»»

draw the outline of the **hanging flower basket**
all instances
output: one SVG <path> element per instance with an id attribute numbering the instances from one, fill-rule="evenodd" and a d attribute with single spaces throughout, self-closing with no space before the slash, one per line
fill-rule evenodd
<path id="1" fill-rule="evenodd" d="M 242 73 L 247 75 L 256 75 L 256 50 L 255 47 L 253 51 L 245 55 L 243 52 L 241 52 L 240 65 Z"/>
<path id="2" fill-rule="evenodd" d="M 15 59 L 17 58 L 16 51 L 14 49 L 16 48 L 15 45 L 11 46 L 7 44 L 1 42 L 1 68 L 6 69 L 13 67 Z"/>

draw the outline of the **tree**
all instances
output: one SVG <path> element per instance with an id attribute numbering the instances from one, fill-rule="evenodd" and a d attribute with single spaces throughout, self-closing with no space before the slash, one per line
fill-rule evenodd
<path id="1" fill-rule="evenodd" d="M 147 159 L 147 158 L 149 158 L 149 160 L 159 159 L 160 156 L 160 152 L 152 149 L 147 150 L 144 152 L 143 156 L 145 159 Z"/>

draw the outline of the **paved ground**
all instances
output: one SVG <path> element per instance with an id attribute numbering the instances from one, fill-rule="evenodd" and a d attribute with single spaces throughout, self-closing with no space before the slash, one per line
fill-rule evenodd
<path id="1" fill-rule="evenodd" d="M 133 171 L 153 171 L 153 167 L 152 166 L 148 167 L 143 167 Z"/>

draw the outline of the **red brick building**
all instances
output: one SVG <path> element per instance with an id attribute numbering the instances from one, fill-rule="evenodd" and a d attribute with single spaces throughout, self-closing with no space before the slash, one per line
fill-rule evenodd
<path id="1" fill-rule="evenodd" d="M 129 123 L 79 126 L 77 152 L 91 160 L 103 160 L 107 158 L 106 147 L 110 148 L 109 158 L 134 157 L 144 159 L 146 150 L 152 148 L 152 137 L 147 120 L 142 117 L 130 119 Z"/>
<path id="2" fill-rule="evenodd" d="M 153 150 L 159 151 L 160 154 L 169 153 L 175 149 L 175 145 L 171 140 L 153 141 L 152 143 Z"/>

««

**DO THIS:** Render as a Markdown table with columns headed Row and Line every line of the records from the line with "draw the outline of the **red" through the end of the records, numbering the rows and skipping blank lines.

**TASK RESPONSE:**
| Row | Line |
|---|---|
| 1 | draw the outline of the **red brick building** |
| 2 | all instances |
| 3 | output: one SVG <path> element per instance with an id attribute numbering the instances from one, fill-rule="evenodd" and a d attribute with single spaces throughout, self-closing with no space before the slash, one per line |
| 4 | fill-rule evenodd |
| 5 | <path id="1" fill-rule="evenodd" d="M 129 123 L 79 126 L 77 152 L 91 160 L 103 160 L 107 158 L 106 147 L 110 148 L 109 158 L 134 157 L 144 159 L 146 150 L 152 148 L 152 137 L 147 120 L 142 117 L 130 119 Z"/> |
| 6 | <path id="2" fill-rule="evenodd" d="M 153 150 L 159 151 L 160 154 L 169 153 L 175 149 L 175 145 L 171 140 L 153 141 L 152 143 Z"/> |